What is required ::
Write out every line below again, word for word and in the same order.
====== Data section
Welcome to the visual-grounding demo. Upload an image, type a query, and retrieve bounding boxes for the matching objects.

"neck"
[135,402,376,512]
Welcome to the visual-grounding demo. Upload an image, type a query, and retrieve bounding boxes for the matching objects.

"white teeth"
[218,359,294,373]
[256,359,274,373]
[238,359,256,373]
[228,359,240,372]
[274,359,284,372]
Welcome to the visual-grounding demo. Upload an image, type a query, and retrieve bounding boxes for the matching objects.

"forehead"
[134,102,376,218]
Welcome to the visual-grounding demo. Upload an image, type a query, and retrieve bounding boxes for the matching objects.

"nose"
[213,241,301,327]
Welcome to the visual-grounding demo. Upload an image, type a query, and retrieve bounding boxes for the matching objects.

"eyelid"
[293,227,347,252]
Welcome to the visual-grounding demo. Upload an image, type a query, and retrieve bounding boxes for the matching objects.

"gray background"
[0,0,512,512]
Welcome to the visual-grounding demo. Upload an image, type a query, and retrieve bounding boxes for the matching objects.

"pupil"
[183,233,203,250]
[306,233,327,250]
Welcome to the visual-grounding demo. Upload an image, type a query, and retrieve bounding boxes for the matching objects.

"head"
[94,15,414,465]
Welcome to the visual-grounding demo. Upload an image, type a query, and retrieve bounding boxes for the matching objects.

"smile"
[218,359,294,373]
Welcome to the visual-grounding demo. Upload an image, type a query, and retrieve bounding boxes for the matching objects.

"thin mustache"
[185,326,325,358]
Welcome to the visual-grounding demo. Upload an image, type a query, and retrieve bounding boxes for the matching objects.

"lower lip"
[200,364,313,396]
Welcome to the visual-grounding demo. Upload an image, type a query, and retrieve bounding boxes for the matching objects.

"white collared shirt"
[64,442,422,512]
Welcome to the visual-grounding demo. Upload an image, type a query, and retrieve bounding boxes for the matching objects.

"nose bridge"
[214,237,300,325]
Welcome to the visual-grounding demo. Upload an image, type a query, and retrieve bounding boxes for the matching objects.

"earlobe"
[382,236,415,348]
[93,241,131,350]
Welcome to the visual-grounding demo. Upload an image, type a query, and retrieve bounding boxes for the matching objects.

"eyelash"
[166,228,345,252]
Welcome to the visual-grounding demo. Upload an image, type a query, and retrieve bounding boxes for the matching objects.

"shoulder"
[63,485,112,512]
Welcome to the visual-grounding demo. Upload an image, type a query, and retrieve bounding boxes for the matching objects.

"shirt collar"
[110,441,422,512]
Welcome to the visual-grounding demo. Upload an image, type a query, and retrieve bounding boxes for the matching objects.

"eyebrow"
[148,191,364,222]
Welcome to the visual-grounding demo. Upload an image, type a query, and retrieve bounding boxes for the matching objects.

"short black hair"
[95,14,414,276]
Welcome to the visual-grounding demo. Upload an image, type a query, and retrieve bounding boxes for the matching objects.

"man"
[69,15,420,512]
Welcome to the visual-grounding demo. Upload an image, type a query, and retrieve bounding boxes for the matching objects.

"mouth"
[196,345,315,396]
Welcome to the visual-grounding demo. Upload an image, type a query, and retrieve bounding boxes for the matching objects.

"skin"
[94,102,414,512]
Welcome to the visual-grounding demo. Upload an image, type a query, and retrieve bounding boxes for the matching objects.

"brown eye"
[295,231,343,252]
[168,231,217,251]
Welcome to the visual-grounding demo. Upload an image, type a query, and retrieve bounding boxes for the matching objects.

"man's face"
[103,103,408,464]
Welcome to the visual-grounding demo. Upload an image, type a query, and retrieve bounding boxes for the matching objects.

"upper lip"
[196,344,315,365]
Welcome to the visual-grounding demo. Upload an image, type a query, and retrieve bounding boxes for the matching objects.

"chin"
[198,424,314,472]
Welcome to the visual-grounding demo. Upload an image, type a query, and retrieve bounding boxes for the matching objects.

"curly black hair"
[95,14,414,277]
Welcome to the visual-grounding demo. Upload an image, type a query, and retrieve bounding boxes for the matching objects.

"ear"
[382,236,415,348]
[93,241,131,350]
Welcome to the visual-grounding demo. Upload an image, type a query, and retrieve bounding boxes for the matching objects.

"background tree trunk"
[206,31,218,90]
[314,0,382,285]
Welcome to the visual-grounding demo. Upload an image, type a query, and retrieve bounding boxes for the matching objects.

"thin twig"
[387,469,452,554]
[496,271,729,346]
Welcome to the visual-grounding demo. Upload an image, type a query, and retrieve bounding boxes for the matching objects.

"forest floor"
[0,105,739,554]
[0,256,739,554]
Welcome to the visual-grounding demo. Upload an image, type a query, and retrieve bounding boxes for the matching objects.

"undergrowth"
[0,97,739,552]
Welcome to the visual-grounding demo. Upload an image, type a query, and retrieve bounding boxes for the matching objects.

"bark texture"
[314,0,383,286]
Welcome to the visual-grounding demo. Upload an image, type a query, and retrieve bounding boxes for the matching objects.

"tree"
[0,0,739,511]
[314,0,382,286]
============
Exercise result ::
Welcome to the visual-grounding demo. Upload an image, type a query, and retrieve bounding boxes for the matching objects.

"neck"
[135,402,376,512]
Welcome to the visual-grounding demo. Upload an image, type a query, and retrieve bounding boxes for the matching objects.

"white teeth"
[218,359,294,373]
[256,359,274,373]
[238,359,256,373]
[228,359,240,372]
[274,359,284,372]
Welcome to the visual-grounding demo. Upload an image, type a query, and retrieve bounding boxes for the matching objects.

"forehead"
[134,102,376,218]
Welcome to the visual-grounding demo. Upload an image, type a query, and retrieve bounding boxes for the matching objects.

"nose"
[213,241,301,327]
Welcome to the visual-grounding demo. Upload an image, type a query, and retrieve bounding boxes for the matching objects.

"eyelid"
[293,227,347,252]
Welcome to the visual-grounding demo. Upload an image, type a query, and retrieve bounding boxes for the matching objects.

"gray background"
[0,0,512,512]
Welcome to the visual-grounding demo. Upload an image, type a query, and retrieve bounding boxes for the matching objects.

"pupil"
[183,233,203,250]
[306,233,327,250]
Welcome to the visual-grounding demo. Upload an image, type a query, and retrieve bounding boxes for the matching objects.

"head"
[94,15,414,465]
Welcome to the visual-grounding demo. Upload an image, type a query, and retrieve bounding boxes for the matching objects.

"smile"
[218,359,294,373]
Welcome to the visual-grounding demo. Upload an image, type a query, and retrieve bounding boxes for the matching objects.

"thin mustache"
[185,326,325,358]
Welcome to the visual-grounding demo. Upload an image, type a query, and retrieve bounding boxes for the matching objects.

"lower lip"
[200,364,313,396]
Welcome to the visual-grounding demo. Upload an image, type a query, and retrieve bounding boxes for the matching objects.

"white collared shirt"
[64,442,422,512]
Welcome to the visual-grounding demo. Upload an image, type a query, and retrieve bounding boxes for the matching objects.

"nose bridge"
[214,237,300,325]
Welcome to the visual-grounding demo. Upload an image, type a query, and retrieve bounding boxes for the matching objects.

"earlobe"
[382,236,415,348]
[93,241,131,350]
Welcome to the visual-grounding demo. Upload an image, type a query, and retrieve bounding boxes for the matching objects.

"eyelash"
[166,228,345,252]
Welcome to the visual-grounding demo. Upload an image, type a query, and retrieve bounding boxes for the matching objects.

"shoulder"
[63,485,112,512]
Welcome to the visual-grounding demo. Upload an image, type a query, and retrieve bounding boxes for the matching objects.

"shirt collar"
[110,441,422,512]
Welcome to the visual-grounding demo. Upload an image, type a query, and retrieve bounding boxes for the matching objects.

"eyebrow"
[148,191,364,222]
Welcome to the visual-grounding demo. Upload an image, type a query, and retrieve bounding boxes for the matching objects.

"short black hair"
[95,14,414,276]
Welcome to the visual-grounding demo. Upload an image, type a query, and retrieve bounding boxes for the matching objects.

"man"
[69,15,420,512]
Welcome to the visual-grounding demo. Upload an image, type a query, and retrieve bounding boxes for the matching objects.

"mouth"
[196,345,315,396]
Welcome to the visual-grounding demo. Upload an image, type a query, and retrieve bounding boxes for the matching objects.

"skin"
[94,102,414,512]
Welcome to the visual-grounding demo. Upload an image, type a query, and retrieve bounding boxes for the matching objects.

"brown eye"
[295,231,343,252]
[168,231,217,251]
Welcome to the visual-grounding demo. Upload an image, type a query, and retrieve bounding boxes for the matching objects.

"man's face"
[103,103,408,464]
Welcome to the visual-grounding demo. Upload an image, type a query, and retrieve bounding boxes for the matching objects.

"upper lip"
[196,344,315,365]
Welcome to the visual-grounding demo. Upload an image, type a query, and retrieve bounding boxes for the matching objects.

"chin"
[198,424,314,472]
Welcome to the visual-grounding demo. Upload an image, type a query, and retrieve bounding boxes for the matching objects.

"curly black hair"
[95,14,414,277]
Welcome to the visual-grounding demo. Upload an image, type a query, and retrieve bounding boxes for the matching objects.

"ear"
[382,236,415,348]
[93,241,131,350]
Welcome to the visual-grounding demo. Upload an image, type a query, and retrieve bounding boxes for the matching objects.

"background tree trunk"
[206,31,218,90]
[314,0,382,285]
Welcome to the visual-grounding demo. Upload an image, type a query, and retrieve bounding boxes for the matching objects.

"thin twig"
[387,469,452,554]
[496,271,729,346]
Welcome to the visual-grounding demo. Upload an image, type a query, and retrieve bounding boxes for the matching objects.

"forest floor"
[0,105,739,554]
[0,256,739,554]
Welcome to the visual-grounding demo. Upload an image, type a query, and retrieve bounding boxes for the matching objects.

"undergrowth"
[0,97,739,552]
Welcome to the visual-grounding demo. Upload an image, type a query, and retrieve bounding boxes for the matching objects.

"bark texture"
[314,0,383,286]
Welcome to the visual-grounding demo. Upload an image, type a query, and retrieve bounding boxes for the matching objects.

"tree"
[0,0,739,511]
[314,0,382,286]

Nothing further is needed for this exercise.